◆ STATED PROBLEM
Rescale everything from the line containing "Mark the cumulus" down to the end of the items, both ends included. Rewrite only those lines in full, requests included, and multiply each answer coordinate by 2.45, rounding to whole numbers with halves rounded up while leaving the numbers in the requests and their format samples unchanged.

· · ·

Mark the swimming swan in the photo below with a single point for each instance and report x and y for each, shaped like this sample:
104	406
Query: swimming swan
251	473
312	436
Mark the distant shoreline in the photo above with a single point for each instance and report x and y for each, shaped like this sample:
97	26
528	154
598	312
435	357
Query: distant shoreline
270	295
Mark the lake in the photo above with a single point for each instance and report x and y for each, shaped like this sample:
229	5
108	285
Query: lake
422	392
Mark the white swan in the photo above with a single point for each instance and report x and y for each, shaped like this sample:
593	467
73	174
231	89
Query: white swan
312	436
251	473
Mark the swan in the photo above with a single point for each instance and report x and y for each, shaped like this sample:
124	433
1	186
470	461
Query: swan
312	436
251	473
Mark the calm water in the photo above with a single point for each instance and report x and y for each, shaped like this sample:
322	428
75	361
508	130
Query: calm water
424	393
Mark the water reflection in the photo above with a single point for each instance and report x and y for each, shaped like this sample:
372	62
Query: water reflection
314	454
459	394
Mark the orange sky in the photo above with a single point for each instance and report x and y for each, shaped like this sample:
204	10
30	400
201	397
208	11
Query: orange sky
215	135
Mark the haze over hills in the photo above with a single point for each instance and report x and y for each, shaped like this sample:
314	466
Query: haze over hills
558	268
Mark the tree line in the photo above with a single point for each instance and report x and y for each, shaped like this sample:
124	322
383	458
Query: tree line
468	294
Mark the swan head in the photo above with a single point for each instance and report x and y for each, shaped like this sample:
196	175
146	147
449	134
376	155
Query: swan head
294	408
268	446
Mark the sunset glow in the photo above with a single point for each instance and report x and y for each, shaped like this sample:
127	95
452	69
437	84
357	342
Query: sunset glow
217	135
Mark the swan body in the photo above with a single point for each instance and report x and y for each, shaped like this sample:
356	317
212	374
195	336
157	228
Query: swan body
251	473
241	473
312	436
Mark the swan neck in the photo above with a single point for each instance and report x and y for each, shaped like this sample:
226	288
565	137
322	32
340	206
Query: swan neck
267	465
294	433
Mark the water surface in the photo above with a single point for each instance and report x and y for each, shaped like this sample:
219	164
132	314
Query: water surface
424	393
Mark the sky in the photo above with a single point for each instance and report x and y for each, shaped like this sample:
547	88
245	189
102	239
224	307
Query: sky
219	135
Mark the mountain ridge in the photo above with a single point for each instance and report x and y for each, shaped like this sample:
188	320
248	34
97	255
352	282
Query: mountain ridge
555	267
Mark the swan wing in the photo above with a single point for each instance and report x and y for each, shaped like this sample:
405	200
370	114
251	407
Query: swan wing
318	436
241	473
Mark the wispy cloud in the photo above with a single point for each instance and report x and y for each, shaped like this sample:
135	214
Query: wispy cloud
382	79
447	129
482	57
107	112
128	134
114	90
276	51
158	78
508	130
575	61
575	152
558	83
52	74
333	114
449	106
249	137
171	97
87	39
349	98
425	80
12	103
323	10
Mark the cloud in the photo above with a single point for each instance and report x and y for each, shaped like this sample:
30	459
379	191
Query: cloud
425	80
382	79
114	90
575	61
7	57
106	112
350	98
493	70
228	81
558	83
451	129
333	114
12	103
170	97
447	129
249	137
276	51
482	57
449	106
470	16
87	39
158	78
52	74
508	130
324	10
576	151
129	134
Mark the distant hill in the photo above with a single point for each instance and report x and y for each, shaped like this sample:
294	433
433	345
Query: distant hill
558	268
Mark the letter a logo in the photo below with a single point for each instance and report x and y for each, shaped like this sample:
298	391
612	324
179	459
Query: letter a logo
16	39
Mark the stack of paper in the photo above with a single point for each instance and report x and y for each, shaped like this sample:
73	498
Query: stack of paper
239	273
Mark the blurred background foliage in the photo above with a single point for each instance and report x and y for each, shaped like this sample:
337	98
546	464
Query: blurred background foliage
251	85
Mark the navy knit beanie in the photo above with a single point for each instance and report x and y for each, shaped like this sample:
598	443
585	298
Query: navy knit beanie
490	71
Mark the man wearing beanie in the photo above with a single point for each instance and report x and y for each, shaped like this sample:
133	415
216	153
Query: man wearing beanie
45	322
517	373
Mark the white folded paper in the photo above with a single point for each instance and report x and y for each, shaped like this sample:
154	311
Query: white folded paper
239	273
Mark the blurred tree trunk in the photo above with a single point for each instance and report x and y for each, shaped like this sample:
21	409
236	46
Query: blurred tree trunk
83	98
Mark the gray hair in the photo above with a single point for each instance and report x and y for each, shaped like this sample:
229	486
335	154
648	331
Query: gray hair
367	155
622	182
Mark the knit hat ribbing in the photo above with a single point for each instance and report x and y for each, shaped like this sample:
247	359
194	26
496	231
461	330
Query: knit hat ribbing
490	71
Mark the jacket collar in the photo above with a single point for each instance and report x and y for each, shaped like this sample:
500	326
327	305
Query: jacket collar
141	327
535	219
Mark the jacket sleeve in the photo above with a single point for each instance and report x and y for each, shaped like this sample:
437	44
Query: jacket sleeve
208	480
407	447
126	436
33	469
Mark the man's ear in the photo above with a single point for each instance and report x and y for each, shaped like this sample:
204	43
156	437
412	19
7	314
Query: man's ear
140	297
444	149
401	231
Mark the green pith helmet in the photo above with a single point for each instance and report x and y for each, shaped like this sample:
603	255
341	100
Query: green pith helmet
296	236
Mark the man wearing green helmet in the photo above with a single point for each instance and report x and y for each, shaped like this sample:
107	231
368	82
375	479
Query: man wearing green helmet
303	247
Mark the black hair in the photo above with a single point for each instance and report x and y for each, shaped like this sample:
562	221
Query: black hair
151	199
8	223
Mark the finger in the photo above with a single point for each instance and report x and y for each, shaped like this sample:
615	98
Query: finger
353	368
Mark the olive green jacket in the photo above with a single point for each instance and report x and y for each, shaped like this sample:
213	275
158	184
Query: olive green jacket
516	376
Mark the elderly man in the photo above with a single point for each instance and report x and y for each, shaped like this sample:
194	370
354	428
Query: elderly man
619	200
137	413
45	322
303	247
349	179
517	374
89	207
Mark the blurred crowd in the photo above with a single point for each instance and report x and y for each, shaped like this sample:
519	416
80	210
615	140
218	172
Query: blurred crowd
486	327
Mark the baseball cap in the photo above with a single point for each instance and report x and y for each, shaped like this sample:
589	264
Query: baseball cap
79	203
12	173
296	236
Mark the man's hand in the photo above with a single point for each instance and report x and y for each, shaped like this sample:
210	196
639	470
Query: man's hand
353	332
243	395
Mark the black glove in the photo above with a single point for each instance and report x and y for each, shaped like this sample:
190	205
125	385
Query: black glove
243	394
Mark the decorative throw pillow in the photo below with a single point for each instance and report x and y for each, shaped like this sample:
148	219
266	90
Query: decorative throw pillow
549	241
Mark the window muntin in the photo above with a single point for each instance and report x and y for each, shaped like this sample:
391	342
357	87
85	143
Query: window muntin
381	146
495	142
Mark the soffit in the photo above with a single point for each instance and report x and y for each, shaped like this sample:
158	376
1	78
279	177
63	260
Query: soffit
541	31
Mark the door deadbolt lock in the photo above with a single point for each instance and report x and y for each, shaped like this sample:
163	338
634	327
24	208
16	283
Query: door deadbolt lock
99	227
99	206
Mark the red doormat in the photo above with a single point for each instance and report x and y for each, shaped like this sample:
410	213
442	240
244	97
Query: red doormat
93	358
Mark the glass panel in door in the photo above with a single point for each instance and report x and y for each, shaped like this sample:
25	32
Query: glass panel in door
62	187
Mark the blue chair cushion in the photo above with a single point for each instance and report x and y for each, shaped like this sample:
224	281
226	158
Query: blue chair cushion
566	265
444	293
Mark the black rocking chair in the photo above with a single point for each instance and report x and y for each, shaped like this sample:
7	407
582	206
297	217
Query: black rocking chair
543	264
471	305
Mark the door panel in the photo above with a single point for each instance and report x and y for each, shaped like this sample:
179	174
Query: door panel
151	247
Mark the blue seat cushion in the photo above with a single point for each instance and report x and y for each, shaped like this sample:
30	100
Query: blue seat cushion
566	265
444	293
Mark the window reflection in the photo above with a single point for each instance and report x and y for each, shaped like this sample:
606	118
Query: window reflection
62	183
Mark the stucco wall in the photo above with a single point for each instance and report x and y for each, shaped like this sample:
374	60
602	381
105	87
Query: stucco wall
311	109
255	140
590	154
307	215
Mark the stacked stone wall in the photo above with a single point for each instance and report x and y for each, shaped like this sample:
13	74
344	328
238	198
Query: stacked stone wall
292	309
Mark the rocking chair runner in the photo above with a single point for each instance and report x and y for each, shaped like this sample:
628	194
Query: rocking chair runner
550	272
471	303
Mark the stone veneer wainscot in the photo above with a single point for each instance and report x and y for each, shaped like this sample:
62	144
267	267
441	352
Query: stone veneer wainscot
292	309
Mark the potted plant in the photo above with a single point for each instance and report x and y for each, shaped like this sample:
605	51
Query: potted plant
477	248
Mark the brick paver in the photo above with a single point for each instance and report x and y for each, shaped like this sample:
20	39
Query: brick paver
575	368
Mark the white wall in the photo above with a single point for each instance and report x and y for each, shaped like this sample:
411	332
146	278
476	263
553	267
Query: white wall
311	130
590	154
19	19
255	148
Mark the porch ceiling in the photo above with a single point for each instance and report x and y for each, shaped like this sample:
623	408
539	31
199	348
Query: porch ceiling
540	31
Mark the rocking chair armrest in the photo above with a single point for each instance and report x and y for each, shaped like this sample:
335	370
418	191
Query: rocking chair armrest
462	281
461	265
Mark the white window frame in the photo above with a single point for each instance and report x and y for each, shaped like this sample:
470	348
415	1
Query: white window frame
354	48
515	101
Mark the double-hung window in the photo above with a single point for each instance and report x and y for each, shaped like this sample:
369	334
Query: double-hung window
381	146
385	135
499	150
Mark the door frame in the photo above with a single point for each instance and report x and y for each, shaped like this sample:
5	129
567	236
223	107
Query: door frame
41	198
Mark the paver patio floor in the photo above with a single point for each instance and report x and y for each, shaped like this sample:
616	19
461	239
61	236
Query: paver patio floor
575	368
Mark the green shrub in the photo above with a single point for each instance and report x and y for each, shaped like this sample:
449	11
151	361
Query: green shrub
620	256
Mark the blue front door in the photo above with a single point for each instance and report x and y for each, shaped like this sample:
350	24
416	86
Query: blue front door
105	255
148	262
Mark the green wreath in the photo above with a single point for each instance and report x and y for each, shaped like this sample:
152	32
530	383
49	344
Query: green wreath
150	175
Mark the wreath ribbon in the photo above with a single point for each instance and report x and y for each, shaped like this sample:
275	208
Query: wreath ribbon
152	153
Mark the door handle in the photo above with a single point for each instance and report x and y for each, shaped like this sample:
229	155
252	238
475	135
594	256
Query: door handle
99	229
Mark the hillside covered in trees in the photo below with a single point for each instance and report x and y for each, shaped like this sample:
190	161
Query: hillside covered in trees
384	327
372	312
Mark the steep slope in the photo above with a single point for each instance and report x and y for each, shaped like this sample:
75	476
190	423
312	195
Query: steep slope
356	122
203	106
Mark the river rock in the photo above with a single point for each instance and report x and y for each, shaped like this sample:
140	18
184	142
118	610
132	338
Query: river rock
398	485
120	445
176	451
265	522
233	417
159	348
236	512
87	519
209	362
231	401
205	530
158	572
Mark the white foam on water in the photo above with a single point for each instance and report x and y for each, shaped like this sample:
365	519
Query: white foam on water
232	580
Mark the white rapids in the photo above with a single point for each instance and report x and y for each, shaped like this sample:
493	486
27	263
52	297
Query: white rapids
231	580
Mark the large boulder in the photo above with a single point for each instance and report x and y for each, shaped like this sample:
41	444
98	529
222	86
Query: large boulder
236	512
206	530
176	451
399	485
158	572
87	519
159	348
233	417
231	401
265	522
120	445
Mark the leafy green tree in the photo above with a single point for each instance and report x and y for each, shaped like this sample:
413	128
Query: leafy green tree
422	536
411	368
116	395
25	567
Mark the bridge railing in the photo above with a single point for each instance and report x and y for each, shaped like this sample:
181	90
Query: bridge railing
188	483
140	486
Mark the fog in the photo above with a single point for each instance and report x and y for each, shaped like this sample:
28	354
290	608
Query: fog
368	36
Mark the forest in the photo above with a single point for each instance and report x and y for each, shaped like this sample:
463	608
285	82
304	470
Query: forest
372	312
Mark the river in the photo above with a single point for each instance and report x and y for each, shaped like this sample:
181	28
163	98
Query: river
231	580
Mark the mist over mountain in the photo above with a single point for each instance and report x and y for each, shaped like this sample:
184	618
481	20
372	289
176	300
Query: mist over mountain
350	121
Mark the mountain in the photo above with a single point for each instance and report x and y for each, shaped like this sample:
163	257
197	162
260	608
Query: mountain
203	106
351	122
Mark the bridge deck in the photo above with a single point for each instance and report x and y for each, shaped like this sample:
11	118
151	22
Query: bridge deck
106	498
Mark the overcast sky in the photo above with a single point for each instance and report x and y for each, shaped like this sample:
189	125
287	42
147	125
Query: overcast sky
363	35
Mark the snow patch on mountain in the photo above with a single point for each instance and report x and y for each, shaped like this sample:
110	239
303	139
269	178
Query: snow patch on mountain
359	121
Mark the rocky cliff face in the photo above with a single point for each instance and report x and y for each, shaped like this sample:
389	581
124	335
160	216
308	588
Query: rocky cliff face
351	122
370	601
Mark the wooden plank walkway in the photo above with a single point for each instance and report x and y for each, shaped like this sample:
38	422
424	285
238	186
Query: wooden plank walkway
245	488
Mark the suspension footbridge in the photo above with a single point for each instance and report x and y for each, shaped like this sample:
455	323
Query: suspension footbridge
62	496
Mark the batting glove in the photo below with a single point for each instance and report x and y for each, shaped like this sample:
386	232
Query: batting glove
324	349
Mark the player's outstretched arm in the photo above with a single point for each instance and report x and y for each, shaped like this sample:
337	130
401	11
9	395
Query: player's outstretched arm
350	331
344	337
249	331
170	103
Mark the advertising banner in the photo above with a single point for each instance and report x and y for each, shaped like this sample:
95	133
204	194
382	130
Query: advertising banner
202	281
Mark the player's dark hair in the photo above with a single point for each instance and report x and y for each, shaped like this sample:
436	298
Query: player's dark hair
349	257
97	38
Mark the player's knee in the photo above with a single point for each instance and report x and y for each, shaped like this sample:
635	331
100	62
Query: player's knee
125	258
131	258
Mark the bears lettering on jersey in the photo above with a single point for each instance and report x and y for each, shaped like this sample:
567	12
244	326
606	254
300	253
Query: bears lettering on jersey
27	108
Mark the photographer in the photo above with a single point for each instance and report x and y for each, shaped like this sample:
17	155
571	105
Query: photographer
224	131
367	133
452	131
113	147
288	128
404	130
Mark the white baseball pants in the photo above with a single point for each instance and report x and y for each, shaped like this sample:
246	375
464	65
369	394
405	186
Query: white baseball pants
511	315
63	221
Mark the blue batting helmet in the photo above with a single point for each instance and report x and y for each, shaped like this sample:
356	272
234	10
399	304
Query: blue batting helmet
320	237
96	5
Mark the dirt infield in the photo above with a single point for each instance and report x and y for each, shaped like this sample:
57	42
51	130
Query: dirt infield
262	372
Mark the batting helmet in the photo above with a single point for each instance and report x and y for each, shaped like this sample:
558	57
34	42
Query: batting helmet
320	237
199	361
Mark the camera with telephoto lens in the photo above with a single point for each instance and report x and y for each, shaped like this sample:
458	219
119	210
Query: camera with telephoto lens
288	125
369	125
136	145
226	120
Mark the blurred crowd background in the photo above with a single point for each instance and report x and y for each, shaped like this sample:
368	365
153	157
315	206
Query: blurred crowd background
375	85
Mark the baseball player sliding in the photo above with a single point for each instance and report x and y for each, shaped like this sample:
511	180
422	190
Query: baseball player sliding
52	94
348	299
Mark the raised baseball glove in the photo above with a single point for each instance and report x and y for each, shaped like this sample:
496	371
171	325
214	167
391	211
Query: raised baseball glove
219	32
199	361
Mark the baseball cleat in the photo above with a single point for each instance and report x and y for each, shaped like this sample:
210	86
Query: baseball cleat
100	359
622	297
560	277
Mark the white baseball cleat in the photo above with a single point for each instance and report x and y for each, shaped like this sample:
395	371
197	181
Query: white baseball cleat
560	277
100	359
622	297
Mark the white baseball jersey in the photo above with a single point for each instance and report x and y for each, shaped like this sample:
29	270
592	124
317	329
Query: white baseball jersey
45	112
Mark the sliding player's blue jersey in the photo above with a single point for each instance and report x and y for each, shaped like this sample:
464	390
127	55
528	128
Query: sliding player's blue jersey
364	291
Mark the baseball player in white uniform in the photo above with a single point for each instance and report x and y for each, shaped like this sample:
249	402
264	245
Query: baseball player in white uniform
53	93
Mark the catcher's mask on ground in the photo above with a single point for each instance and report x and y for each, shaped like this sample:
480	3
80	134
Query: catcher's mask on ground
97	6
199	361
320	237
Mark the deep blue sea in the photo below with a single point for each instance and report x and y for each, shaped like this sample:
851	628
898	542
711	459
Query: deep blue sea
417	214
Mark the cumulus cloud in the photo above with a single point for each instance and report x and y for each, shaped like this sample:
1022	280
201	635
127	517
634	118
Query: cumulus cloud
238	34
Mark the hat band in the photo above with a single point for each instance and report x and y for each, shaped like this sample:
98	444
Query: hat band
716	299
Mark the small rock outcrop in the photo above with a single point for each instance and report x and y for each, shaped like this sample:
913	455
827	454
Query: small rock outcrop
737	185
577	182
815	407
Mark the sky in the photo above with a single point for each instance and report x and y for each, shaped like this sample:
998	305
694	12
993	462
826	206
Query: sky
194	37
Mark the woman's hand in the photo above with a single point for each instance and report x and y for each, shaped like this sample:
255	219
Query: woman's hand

· · ·

◆ EXERCISE OUTPUT
Mark the cumulus cloud in the photo above with a single point for each instance and report x and y for each, shaped like this sample:
1022	280
201	635
127	517
634	118
Query: cumulus cloud
583	83
Mark the hat band in the photo above with a single point for each instance and report x and y for each, shaped like this sample:
98	444
Query: hat band
1754	733
Mark the small rock outcrop in the photo above with a single point for each instance and report x and y for each, shaped like this sample:
913	455
827	454
Query: small rock outcrop
1806	453
1414	446
1997	997
Mark the sky in the photo above with a single point for each instance and report x and y for each, shaped like this sample:
998	305
694	12
993	462
826	206
Query: sky
475	91
Mark the woman's hand in the photo above with a single point for each instance and report x and y for each, shaped like this sample:
255	219
Query: woman's hand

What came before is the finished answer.